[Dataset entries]
________
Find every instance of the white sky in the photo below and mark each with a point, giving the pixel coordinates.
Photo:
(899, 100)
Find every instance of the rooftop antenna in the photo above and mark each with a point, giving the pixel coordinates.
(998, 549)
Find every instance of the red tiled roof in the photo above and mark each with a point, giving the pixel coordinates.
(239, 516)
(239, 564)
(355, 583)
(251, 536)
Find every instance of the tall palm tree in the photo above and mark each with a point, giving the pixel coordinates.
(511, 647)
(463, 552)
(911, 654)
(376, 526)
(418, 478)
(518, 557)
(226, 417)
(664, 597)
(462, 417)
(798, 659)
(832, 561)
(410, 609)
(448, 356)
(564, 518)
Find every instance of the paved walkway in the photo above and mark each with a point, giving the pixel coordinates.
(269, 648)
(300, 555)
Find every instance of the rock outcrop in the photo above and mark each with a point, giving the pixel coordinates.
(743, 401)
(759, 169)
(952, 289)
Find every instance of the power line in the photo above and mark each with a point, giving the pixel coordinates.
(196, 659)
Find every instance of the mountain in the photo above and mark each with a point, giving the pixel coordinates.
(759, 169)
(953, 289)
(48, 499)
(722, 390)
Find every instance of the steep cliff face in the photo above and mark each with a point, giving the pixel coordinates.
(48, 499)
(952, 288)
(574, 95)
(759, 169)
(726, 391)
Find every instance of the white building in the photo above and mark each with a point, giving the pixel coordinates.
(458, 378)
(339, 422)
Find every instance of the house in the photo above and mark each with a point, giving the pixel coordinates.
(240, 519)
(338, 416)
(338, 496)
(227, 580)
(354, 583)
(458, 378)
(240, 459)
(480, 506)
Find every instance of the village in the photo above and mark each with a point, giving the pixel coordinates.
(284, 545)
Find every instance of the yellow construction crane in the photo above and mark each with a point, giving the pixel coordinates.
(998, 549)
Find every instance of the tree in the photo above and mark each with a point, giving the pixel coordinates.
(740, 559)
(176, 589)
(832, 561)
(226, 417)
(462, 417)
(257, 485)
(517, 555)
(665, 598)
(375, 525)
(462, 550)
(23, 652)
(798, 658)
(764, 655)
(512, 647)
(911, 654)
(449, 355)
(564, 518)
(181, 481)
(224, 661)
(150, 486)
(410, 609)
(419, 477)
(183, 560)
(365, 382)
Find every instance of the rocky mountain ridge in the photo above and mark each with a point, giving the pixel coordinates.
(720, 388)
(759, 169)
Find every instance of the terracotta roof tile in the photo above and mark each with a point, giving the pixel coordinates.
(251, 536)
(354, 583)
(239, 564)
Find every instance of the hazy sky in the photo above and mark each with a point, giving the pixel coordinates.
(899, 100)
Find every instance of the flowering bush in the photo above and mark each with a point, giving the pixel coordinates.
________
- **Task to complete**: Exact copies of the lines from the one containing "Find every instance of the yellow" through the final line of the records are all the answer should hold.

- **Reply to the exercise**:
Find every instance of the yellow construction crane in the photo above and mark each with a point, giving the pixel coordinates.
(998, 549)
Find every instance of the tree in the photo above and mark each with a point, giving the pixel coordinates.
(740, 559)
(176, 589)
(832, 561)
(226, 417)
(462, 417)
(257, 485)
(517, 555)
(665, 598)
(375, 525)
(462, 550)
(23, 652)
(798, 658)
(764, 655)
(512, 647)
(911, 654)
(449, 355)
(564, 518)
(181, 481)
(224, 661)
(150, 486)
(410, 609)
(419, 477)
(183, 560)
(365, 382)
Find every instance of the rocky mountain ridge in the photo above and mark each with a point, giving the pixel coordinates.
(720, 388)
(759, 169)
Find every instance of the terracotta roof tile in the photo above and mark each with a point, giving the pixel coordinates.
(251, 536)
(354, 583)
(239, 564)
Find every instance of the hazy sky in the photo above and mark each with a point, giving the pixel coordinates.
(899, 100)
Find every instance of the flowering bush in the photo above and mark each with a point, giving the pixel coordinates.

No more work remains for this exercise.